### WHAT YOU SHOULD DO
Reproduce verbatim everything from the start of the records down to the line containing "positive clicks: (500, 140)", both ends included. Leave the pictures out of your answer.

### RECORDS SHOWN
--------

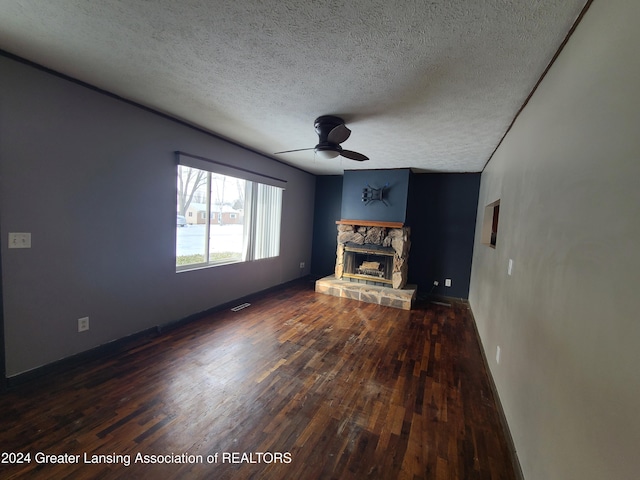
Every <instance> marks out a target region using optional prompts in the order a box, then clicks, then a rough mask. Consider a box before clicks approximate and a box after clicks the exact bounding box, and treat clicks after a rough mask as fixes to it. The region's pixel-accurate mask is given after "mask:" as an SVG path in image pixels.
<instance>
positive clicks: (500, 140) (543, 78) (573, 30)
mask: <svg viewBox="0 0 640 480" xmlns="http://www.w3.org/2000/svg"><path fill="white" fill-rule="evenodd" d="M592 3H593V0H587V3H585V5H584V7H582V10H581V11H580V13H579V14H578V16H577V17H576V20H575V22H573V25H571V28H570V29H569V31H568V32H567V35H566V36H565V37H564V40H562V43H561V44H560V46H559V47H558V49H557V50H556V53H555V54H554V55H553V58H552V59H551V61H550V62H549V64H548V65H547V67H546V68H545V69H544V72H542V75H540V78H539V79H538V81H537V82H536V84H535V85H534V86H533V88H532V89H531V92H530V93H529V95H527V98H525V100H524V102H523V103H522V106H521V107H520V109H519V110H518V111H517V112H516V114H515V116H514V117H513V120H512V121H511V123H510V124H509V126H508V127H507V129H506V130H505V132H504V135H502V138H500V141H499V142H498V144H497V145H496V148H495V149H494V150H493V152H491V155H490V156H489V158H488V159H487V161H486V163H485V164H484V167H482V170H481V173H482V172H484V170H485V169H486V168H487V165H489V162H490V161H491V159H492V158H493V156H494V155H495V153H496V152H497V151H498V149H499V148H500V145H502V142H503V141H504V139H505V138H506V137H507V135H508V134H509V132H510V131H511V128H512V127H513V125H514V124H515V123H516V120H517V119H518V117H519V116H520V114H521V113H522V111H523V110H524V108H525V107H526V106H527V104H528V103H529V100H531V97H533V94H534V93H536V90H538V87H539V86H540V84H541V83H542V80H544V77H546V76H547V73H549V70H551V67H552V66H553V64H554V63H556V60H557V59H558V57H559V56H560V53H562V50H564V47H565V45H566V44H567V43H568V42H569V39H570V38H571V36H572V35H573V32H575V30H576V28H577V27H578V25H579V24H580V22H582V18H583V17H584V16H585V14H586V13H587V10H589V7H590V6H591V4H592Z"/></svg>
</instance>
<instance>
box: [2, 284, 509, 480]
mask: <svg viewBox="0 0 640 480" xmlns="http://www.w3.org/2000/svg"><path fill="white" fill-rule="evenodd" d="M251 303H252V304H251V306H250V307H249V308H246V309H244V310H241V311H239V312H232V311H223V312H218V313H216V314H213V315H211V316H209V317H206V318H203V319H200V320H197V321H194V322H192V323H189V324H187V325H183V326H181V327H179V328H177V329H175V330H171V331H169V332H166V333H164V334H162V335H159V336H156V337H154V338H147V339H145V340H141V341H138V342H137V343H136V344H135V345H130V346H129V347H128V348H126V349H123V351H121V352H119V353H117V354H113V355H109V356H107V357H105V358H101V359H99V360H96V361H92V362H89V363H87V364H85V365H83V366H78V367H76V368H73V369H71V370H69V371H67V372H64V373H60V374H56V375H52V376H50V377H48V378H46V379H41V380H34V381H30V382H29V383H28V384H25V385H21V386H19V387H16V388H14V389H12V390H10V391H9V392H6V393H4V394H2V395H1V396H0V415H1V417H0V418H1V422H2V424H1V427H2V429H1V430H2V431H1V432H0V448H1V452H13V453H16V454H20V453H25V454H26V453H29V454H30V462H29V463H23V464H13V465H12V464H8V463H0V478H3V479H7V478H30V479H31V478H36V479H37V478H43V479H44V478H47V479H49V478H56V479H61V478H73V479H82V478H104V479H109V478H161V479H163V480H166V479H183V478H216V479H218V478H220V479H225V478H229V479H246V478H260V479H263V478H267V479H281V478H282V479H284V478H300V479H305V480H308V479H325V478H326V479H330V478H331V479H333V478H336V479H361V478H372V479H395V478H398V479H438V480H440V479H464V480H469V479H514V478H516V477H515V475H514V470H513V466H512V464H511V461H510V457H509V454H508V446H507V443H506V441H505V438H504V435H503V432H502V430H501V427H500V423H499V416H498V412H497V409H496V403H495V400H494V398H493V395H492V393H491V389H490V383H489V380H488V377H487V374H486V371H485V367H484V364H483V360H482V356H481V351H480V348H479V345H478V342H477V339H476V335H475V330H474V328H473V324H472V321H473V320H472V317H471V315H470V312H469V311H468V309H467V307H466V305H465V304H464V303H460V304H454V305H453V306H451V307H446V306H440V305H435V304H432V303H428V302H424V303H421V302H418V304H417V305H416V308H415V309H414V310H412V311H410V312H409V311H404V310H397V309H392V308H388V307H381V306H378V305H373V304H366V303H360V302H357V301H354V300H347V299H340V298H335V297H331V296H326V295H322V294H317V293H315V292H314V291H313V287H312V284H310V283H308V282H301V283H300V284H296V285H293V286H289V287H287V288H286V289H284V290H281V291H278V292H275V293H271V294H269V295H263V296H260V297H257V298H255V299H252V300H251ZM234 453H235V455H236V456H235V457H234V456H233V455H234ZM43 454H47V455H65V454H66V455H67V458H64V457H63V458H60V457H53V458H52V457H48V459H47V460H48V462H49V463H43V460H44V459H43V457H42V455H43ZM137 454H140V455H142V456H145V455H147V456H149V457H147V458H145V457H142V459H143V460H151V459H152V457H150V456H151V455H157V456H162V457H160V458H161V459H162V460H164V461H167V460H171V461H172V462H174V463H140V462H136V456H137ZM183 454H189V455H192V456H193V457H191V462H186V463H175V462H176V461H179V460H183V461H184V460H187V459H186V458H185V457H184V455H183ZM216 454H217V455H218V456H217V462H214V459H215V458H216V457H215V455H216ZM243 454H244V456H243ZM3 455H4V454H3ZM74 455H79V457H73V458H77V459H78V460H79V463H70V462H69V457H72V456H74ZM93 455H102V457H93ZM85 456H86V459H87V460H89V461H91V460H94V459H95V460H97V462H98V463H86V462H85ZM4 457H5V458H4V460H10V458H9V456H8V455H4ZM36 457H37V458H36ZM127 458H128V459H129V460H130V462H131V464H130V465H129V466H127V465H126V462H127V460H126V459H127ZM158 458H159V457H156V460H158ZM14 459H15V458H14ZM51 460H62V461H63V462H64V463H59V464H54V463H50V462H51ZM207 460H209V461H210V462H211V463H209V462H208V461H207ZM223 460H224V461H223ZM109 461H113V462H115V463H109ZM236 461H237V462H238V463H236Z"/></svg>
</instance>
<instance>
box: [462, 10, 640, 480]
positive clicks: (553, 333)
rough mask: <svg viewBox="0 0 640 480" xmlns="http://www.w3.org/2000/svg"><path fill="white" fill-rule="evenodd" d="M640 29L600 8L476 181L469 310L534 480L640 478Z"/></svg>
mask: <svg viewBox="0 0 640 480" xmlns="http://www.w3.org/2000/svg"><path fill="white" fill-rule="evenodd" d="M638 18H640V2H638V1H637V0H611V1H603V0H595V1H594V2H593V4H592V5H591V7H590V9H589V11H588V12H587V14H586V16H585V17H584V19H583V20H582V22H581V24H580V25H579V26H578V28H577V30H576V31H575V33H574V35H573V36H572V38H571V39H570V41H569V43H568V44H567V46H566V48H565V49H564V51H563V52H562V54H561V55H560V57H559V58H558V60H557V62H556V63H555V64H554V66H553V67H552V68H551V70H550V71H549V74H548V75H547V76H546V78H545V79H544V81H543V82H542V84H541V85H540V87H539V89H538V90H537V92H536V93H535V95H534V96H533V97H532V99H531V101H530V102H529V104H528V105H527V107H526V108H525V109H524V111H523V112H522V114H521V115H520V117H519V118H518V120H517V121H516V123H515V125H514V126H513V128H512V130H511V132H510V133H509V134H508V135H507V137H506V138H505V140H504V142H503V144H502V145H501V147H500V148H499V149H498V151H497V152H496V154H495V155H494V157H493V159H492V160H491V162H490V163H489V165H488V167H487V168H486V170H485V171H484V173H483V175H482V182H481V188H480V197H479V205H478V218H477V223H476V241H475V249H474V257H473V267H472V276H471V289H470V296H469V300H470V303H471V307H472V310H473V313H474V315H475V318H476V321H477V325H478V329H479V333H480V336H481V338H482V342H483V345H484V348H485V352H486V354H487V358H488V361H489V365H490V368H491V372H492V375H493V377H494V379H495V382H496V385H497V389H498V391H499V394H500V398H501V401H502V404H503V406H504V410H505V414H506V417H507V420H508V423H509V425H510V429H511V433H512V435H513V437H514V441H515V446H516V449H517V453H518V456H519V459H520V462H521V465H522V468H523V472H524V476H525V478H526V479H527V480H568V479H580V480H589V479H594V480H602V479H605V478H606V479H614V478H615V479H628V480H630V479H632V478H638V472H639V471H640V455H638V446H639V445H640V414H639V412H638V405H639V402H640V374H639V373H638V368H639V366H640V317H639V314H638V312H639V311H640V296H639V295H638V291H637V290H638V287H640V248H639V247H640V188H639V183H638V182H639V181H640V135H639V132H640V108H639V105H640V103H639V102H640V56H639V55H638V45H639V44H640V29H638ZM497 199H500V200H501V203H500V222H499V228H498V242H497V248H496V249H495V250H494V249H491V248H489V247H487V246H484V245H481V244H480V232H481V222H482V216H483V213H484V207H485V206H486V205H487V204H489V203H491V202H493V201H494V200H497ZM509 259H513V262H514V264H513V271H512V275H511V276H509V275H508V274H507V265H508V260H509ZM498 346H500V347H501V359H500V363H499V364H498V363H497V362H496V351H497V347H498Z"/></svg>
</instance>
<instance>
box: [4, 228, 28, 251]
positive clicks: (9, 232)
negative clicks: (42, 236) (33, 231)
mask: <svg viewBox="0 0 640 480" xmlns="http://www.w3.org/2000/svg"><path fill="white" fill-rule="evenodd" d="M9 248H31V233H28V232H9Z"/></svg>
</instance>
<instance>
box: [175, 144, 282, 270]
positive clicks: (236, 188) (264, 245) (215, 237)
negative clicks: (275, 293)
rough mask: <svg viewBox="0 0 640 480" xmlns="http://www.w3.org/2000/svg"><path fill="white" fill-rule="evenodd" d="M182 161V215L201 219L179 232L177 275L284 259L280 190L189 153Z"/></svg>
mask: <svg viewBox="0 0 640 480" xmlns="http://www.w3.org/2000/svg"><path fill="white" fill-rule="evenodd" d="M178 162H179V164H178V170H177V211H178V214H179V215H184V214H185V212H191V211H196V212H198V214H197V218H198V220H197V222H196V223H195V224H189V226H188V228H181V229H176V271H181V270H189V269H193V268H199V267H204V266H212V265H221V264H227V263H234V262H245V261H251V260H260V259H263V258H270V257H275V256H278V255H279V254H280V219H281V211H282V190H283V189H282V188H281V187H279V186H276V185H268V184H265V183H261V182H260V181H255V180H252V179H248V178H243V177H253V178H257V179H258V180H260V179H261V177H260V176H259V175H258V174H251V173H252V172H246V171H244V170H239V169H235V168H233V167H230V166H227V165H223V164H219V163H217V162H212V161H206V160H204V159H200V158H198V157H190V156H188V155H186V154H179V155H178ZM265 178H266V179H267V180H268V179H269V178H270V177H265ZM272 183H275V182H272ZM189 216H191V215H189ZM207 218H208V219H209V221H207Z"/></svg>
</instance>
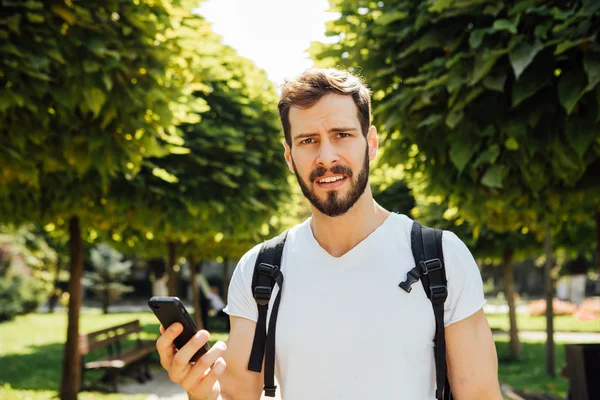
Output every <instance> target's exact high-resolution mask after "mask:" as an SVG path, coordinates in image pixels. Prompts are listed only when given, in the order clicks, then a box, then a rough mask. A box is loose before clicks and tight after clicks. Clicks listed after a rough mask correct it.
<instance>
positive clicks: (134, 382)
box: [119, 332, 600, 400]
mask: <svg viewBox="0 0 600 400" xmlns="http://www.w3.org/2000/svg"><path fill="white" fill-rule="evenodd" d="M494 336H496V337H498V336H499V337H507V336H508V334H507V333H505V332H495V333H494ZM519 336H520V338H521V339H525V340H539V341H545V340H546V332H519ZM554 340H555V341H556V342H563V343H569V342H571V343H573V342H577V343H590V342H592V343H600V332H598V333H594V332H555V333H554ZM152 375H153V377H154V379H153V380H152V381H150V382H147V383H143V384H141V383H138V382H135V381H133V380H127V381H125V382H123V383H120V384H119V388H120V392H122V393H129V394H143V393H147V394H148V397H147V399H146V400H188V398H187V395H186V393H185V391H184V390H183V389H182V388H181V387H180V386H179V385H177V384H175V383H173V382H171V380H170V379H169V376H168V374H167V372H166V371H165V370H164V369H162V368H161V367H160V366H159V365H153V366H152ZM262 400H272V398H270V397H265V396H263V397H262ZM274 400H281V397H280V395H279V390H277V397H275V398H274Z"/></svg>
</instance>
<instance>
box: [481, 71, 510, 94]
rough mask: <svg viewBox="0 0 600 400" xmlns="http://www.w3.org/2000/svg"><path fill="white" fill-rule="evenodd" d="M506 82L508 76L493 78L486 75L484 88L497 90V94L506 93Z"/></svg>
mask: <svg viewBox="0 0 600 400" xmlns="http://www.w3.org/2000/svg"><path fill="white" fill-rule="evenodd" d="M505 82H506V75H497V76H491V75H486V76H485V78H483V81H482V83H483V86H485V87H486V88H488V89H490V90H495V91H497V92H504V83H505Z"/></svg>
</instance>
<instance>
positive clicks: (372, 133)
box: [367, 125, 379, 161]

--------

### TASK SOLUTION
Every <instance> marks out a target region using optional prompts in the order a box, then clicks, then a rough mask. Consider a box before clicks approximate and a box after clicks the exact bounding box, and treat clicks after a rough mask as fixes to it. The region's pixel-accurate mask is given after "mask:" as an SVG path in image pixels.
<instance>
positive clicks: (500, 140) (543, 78) (573, 30)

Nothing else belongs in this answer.